──────── PROVIDED ENTRIES ────────
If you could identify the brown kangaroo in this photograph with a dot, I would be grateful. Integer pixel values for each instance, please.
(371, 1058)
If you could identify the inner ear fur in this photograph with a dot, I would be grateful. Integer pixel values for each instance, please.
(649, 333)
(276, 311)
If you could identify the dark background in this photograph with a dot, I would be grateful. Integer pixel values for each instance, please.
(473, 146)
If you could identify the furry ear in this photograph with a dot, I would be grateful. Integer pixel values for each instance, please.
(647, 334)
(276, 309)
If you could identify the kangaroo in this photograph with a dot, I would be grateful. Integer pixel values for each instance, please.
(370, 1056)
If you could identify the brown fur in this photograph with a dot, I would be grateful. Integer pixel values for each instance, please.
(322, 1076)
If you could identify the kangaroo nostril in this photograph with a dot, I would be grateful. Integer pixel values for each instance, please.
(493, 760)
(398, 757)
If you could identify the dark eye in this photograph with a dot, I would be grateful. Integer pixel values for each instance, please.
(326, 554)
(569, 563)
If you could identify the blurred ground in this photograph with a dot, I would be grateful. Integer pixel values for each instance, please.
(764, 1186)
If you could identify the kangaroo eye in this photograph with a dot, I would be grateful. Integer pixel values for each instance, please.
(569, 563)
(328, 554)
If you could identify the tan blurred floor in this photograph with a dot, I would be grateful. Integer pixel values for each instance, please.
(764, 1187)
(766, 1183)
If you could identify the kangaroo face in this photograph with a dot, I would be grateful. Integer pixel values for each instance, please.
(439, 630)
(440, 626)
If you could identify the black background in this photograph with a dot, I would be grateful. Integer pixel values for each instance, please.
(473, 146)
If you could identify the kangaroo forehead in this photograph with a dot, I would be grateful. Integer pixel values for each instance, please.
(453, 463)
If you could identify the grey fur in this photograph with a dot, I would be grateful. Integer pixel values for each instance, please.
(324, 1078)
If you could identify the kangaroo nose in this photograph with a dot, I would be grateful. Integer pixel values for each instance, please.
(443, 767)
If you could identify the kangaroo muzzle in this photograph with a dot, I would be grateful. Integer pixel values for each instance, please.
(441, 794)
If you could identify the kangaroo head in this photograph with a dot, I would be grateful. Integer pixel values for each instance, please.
────────
§ **WORK ITEM**
Every record in the listing above is to be copied exactly.

§ **RESPONSE**
If you could identify the brown kangaroo in this photograph with a dot, I would be grateful. Integer pixel values for each instance, please.
(371, 1058)
If you could identify the inner ear fur in this photograph with a dot, I would be grateful. Integer pixel values for each instance, please.
(649, 333)
(276, 311)
If you could identify the dark background in this photograph with a dot, I would be grateful. Integer pixel values for each instance, please.
(473, 146)
If you could identify the furry ear in this photograph with a dot, I would be grateful. Integer pixel values for each instance, please.
(647, 334)
(276, 309)
If you could identify the kangaroo in this photograph with a dot, I would be grateful. Integer pixel values for each instance, please.
(370, 1056)
If you could identify the brown fur in this photograph with a dot, I would be grateful. Integer pixel values for each instance, please.
(322, 1076)
If you could identify the kangaroo nostril in this photograph with a dot, I would be grateful. Integer pixel values for each instance, please.
(493, 760)
(398, 757)
If you could identify the dark eye in this photograph with a dot, I would be grateful. Integer pixel values for each instance, please.
(326, 554)
(569, 563)
If you could identify the blurred ground in this photograph with a dot, I would be grateful. Integer pixel values for each instance, please.
(764, 1186)
If you could identify the kangaroo eye in this photograph with a dot, I would be grateful. Integer pixel values for each instance, please.
(569, 563)
(328, 554)
If you could identify the tan blurred floor in this photograph with a dot, I would be grateful. Integer pixel values for each instance, please.
(764, 1187)
(766, 1183)
If you could identify the kangaroo face in this photograph with a dot, I would be grateful. Integer pixel values for each instance, please.
(439, 630)
(440, 626)
If you could identify the black background in this photograph with a dot, I would be grateful. Integer pixel values for each instance, please.
(473, 146)
If you could identify the kangaroo forehead in this photograph with a dot, I would be grateful. Integer pixel values for each instance, please.
(453, 463)
If you could identify the grey fur in this photograph with a dot, I would be grateful. Integer pixel values for each instance, please.
(324, 1078)
If you could identify the kangaroo nose in this photograph with a dot, I would be grateful. Integer pixel values for each instance, please.
(443, 767)
If you could identify the kangaroo muzzle in this photograph with a dot, I would be grateful. Integer pixel values for each instance, please.
(441, 794)
If you could identify the kangaroo head in this photograph with a dot, I would be grateful. Integer pixel values for each instance, please.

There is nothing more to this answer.